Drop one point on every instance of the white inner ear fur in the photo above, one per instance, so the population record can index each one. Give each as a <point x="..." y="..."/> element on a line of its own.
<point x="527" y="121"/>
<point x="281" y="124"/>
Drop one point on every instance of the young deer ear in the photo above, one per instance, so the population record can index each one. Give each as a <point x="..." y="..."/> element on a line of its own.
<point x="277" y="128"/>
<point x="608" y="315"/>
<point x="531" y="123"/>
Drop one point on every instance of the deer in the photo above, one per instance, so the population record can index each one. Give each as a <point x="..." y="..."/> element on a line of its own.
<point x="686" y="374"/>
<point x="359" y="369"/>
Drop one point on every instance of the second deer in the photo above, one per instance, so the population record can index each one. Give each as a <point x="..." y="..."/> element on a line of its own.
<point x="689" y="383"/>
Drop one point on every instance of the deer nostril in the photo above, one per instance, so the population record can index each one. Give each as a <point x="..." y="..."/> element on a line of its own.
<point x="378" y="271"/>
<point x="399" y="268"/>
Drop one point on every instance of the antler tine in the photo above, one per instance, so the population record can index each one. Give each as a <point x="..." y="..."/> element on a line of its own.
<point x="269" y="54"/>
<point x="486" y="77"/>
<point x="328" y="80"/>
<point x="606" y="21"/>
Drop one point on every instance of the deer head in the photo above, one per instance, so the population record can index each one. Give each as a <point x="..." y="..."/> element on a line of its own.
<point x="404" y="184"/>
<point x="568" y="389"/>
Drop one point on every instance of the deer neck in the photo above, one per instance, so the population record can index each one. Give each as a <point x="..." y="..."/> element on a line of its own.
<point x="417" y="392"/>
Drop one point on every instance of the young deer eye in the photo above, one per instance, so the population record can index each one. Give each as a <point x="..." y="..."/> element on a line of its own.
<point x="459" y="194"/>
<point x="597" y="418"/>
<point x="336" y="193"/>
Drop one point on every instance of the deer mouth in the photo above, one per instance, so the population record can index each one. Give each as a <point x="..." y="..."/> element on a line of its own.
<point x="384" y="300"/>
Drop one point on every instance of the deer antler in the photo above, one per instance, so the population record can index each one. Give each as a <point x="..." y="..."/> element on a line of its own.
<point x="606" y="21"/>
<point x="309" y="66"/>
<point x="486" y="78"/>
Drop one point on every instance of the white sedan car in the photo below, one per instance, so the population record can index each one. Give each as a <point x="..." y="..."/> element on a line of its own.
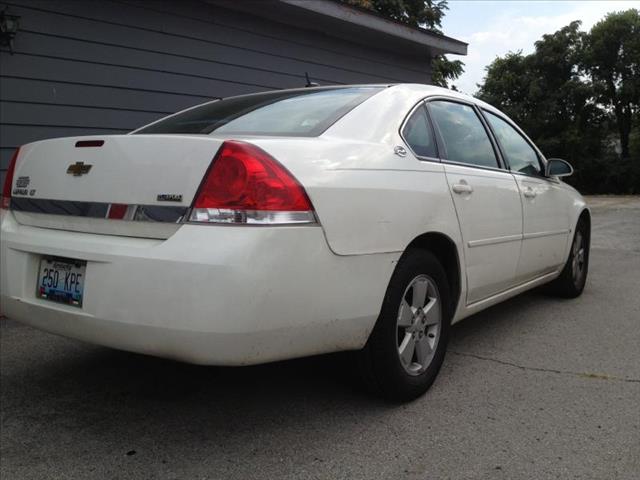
<point x="291" y="223"/>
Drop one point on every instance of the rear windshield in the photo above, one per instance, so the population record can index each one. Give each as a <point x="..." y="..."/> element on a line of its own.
<point x="301" y="113"/>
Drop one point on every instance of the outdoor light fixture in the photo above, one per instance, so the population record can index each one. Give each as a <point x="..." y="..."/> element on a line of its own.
<point x="8" y="28"/>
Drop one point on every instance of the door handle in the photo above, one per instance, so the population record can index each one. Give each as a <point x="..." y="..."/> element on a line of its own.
<point x="462" y="188"/>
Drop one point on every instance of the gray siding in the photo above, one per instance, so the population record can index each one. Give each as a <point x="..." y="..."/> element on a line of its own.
<point x="109" y="66"/>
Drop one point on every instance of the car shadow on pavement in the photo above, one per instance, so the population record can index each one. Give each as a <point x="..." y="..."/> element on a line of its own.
<point x="100" y="375"/>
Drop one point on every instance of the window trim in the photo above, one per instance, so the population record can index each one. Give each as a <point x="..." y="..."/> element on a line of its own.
<point x="542" y="161"/>
<point x="440" y="142"/>
<point x="421" y="158"/>
<point x="317" y="132"/>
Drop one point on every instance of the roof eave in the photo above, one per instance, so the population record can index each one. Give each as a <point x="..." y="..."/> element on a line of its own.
<point x="434" y="42"/>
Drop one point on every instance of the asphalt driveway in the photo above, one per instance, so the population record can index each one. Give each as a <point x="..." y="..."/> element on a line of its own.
<point x="535" y="388"/>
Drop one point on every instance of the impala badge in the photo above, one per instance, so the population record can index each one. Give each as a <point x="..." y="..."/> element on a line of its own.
<point x="79" y="168"/>
<point x="169" y="197"/>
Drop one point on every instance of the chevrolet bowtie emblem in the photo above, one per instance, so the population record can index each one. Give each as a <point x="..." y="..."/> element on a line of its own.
<point x="78" y="168"/>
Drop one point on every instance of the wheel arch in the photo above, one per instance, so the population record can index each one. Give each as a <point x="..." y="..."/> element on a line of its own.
<point x="445" y="250"/>
<point x="585" y="215"/>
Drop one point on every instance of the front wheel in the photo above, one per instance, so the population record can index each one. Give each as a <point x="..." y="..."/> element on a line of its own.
<point x="573" y="278"/>
<point x="407" y="346"/>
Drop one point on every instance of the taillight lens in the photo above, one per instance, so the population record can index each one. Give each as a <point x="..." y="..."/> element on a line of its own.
<point x="8" y="181"/>
<point x="245" y="184"/>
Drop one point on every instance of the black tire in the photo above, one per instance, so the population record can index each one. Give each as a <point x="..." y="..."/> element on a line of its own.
<point x="380" y="363"/>
<point x="573" y="278"/>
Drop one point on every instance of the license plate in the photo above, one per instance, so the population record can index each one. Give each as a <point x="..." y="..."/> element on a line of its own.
<point x="61" y="280"/>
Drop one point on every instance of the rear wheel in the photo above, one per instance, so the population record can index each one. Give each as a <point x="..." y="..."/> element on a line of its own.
<point x="573" y="278"/>
<point x="407" y="346"/>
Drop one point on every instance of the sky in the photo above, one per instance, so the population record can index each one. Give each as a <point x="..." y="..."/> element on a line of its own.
<point x="493" y="28"/>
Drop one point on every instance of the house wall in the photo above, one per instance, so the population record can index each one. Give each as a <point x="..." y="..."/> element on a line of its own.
<point x="109" y="66"/>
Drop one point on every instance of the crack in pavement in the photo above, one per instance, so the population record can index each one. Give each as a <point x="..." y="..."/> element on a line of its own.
<point x="597" y="376"/>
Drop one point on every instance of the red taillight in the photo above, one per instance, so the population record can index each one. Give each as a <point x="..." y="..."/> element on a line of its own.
<point x="247" y="185"/>
<point x="8" y="180"/>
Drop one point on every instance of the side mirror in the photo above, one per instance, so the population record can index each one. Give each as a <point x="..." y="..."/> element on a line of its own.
<point x="556" y="167"/>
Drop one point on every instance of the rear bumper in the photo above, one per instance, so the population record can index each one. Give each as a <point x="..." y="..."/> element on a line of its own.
<point x="209" y="294"/>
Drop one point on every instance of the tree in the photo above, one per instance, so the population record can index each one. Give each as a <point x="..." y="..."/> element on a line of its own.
<point x="612" y="59"/>
<point x="545" y="93"/>
<point x="427" y="14"/>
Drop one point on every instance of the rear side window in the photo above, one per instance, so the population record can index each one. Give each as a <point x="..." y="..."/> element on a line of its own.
<point x="463" y="134"/>
<point x="520" y="155"/>
<point x="418" y="134"/>
<point x="302" y="113"/>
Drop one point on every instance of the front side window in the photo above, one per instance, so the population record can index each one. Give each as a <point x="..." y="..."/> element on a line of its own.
<point x="520" y="155"/>
<point x="418" y="134"/>
<point x="301" y="113"/>
<point x="464" y="136"/>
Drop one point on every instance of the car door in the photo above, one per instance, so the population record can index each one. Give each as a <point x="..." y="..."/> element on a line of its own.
<point x="485" y="196"/>
<point x="545" y="204"/>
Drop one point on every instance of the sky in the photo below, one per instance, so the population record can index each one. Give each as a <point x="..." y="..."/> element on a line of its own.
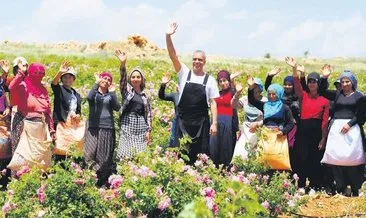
<point x="219" y="27"/>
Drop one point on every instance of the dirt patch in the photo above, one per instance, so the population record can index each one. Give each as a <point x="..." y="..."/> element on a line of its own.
<point x="334" y="206"/>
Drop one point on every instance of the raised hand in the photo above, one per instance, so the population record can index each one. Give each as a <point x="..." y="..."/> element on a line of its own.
<point x="234" y="75"/>
<point x="238" y="88"/>
<point x="274" y="71"/>
<point x="250" y="80"/>
<point x="120" y="55"/>
<point x="300" y="68"/>
<point x="97" y="78"/>
<point x="326" y="70"/>
<point x="290" y="61"/>
<point x="166" y="78"/>
<point x="172" y="28"/>
<point x="65" y="66"/>
<point x="4" y="64"/>
<point x="112" y="88"/>
<point x="22" y="67"/>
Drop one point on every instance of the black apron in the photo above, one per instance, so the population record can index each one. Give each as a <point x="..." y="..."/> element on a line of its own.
<point x="193" y="119"/>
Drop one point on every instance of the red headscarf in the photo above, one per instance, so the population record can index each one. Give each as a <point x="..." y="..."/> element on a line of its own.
<point x="106" y="74"/>
<point x="33" y="80"/>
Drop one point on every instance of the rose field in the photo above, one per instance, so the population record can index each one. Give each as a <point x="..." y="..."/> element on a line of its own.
<point x="158" y="183"/>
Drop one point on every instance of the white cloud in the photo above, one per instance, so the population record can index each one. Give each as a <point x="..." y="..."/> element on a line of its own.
<point x="191" y="13"/>
<point x="328" y="39"/>
<point x="240" y="15"/>
<point x="263" y="28"/>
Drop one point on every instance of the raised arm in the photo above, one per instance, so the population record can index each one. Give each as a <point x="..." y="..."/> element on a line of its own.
<point x="301" y="69"/>
<point x="171" y="50"/>
<point x="323" y="86"/>
<point x="235" y="100"/>
<point x="297" y="83"/>
<point x="270" y="76"/>
<point x="122" y="57"/>
<point x="164" y="81"/>
<point x="256" y="103"/>
<point x="289" y="121"/>
<point x="63" y="69"/>
<point x="4" y="66"/>
<point x="213" y="107"/>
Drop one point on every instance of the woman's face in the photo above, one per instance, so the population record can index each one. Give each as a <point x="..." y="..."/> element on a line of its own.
<point x="313" y="85"/>
<point x="272" y="96"/>
<point x="346" y="84"/>
<point x="67" y="80"/>
<point x="105" y="82"/>
<point x="224" y="83"/>
<point x="136" y="79"/>
<point x="288" y="87"/>
<point x="257" y="93"/>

○ ○ ○ ○ ○

GIVEN REQUEST | Starting at the line that contains "Drop one point on every instance of the raised arm", retype each line through the end of the listing above and nothing else.

EXERCISE RESULT |
Drop one point on every instance of the raised arm in the photo above, one per instance, so the population record can index each one. Give each as a <point x="..." y="..."/> element on a line of its own.
<point x="301" y="69"/>
<point x="171" y="50"/>
<point x="323" y="86"/>
<point x="235" y="100"/>
<point x="297" y="83"/>
<point x="270" y="76"/>
<point x="122" y="57"/>
<point x="164" y="81"/>
<point x="256" y="103"/>
<point x="289" y="121"/>
<point x="63" y="69"/>
<point x="4" y="66"/>
<point x="213" y="107"/>
Drop one point on every instance of the woman's face in the photo above, one per instance, so the population record can index each one. Give each as a <point x="..." y="..."/> element on a line of its own.
<point x="313" y="85"/>
<point x="272" y="96"/>
<point x="346" y="84"/>
<point x="67" y="80"/>
<point x="105" y="82"/>
<point x="224" y="83"/>
<point x="136" y="79"/>
<point x="288" y="87"/>
<point x="257" y="93"/>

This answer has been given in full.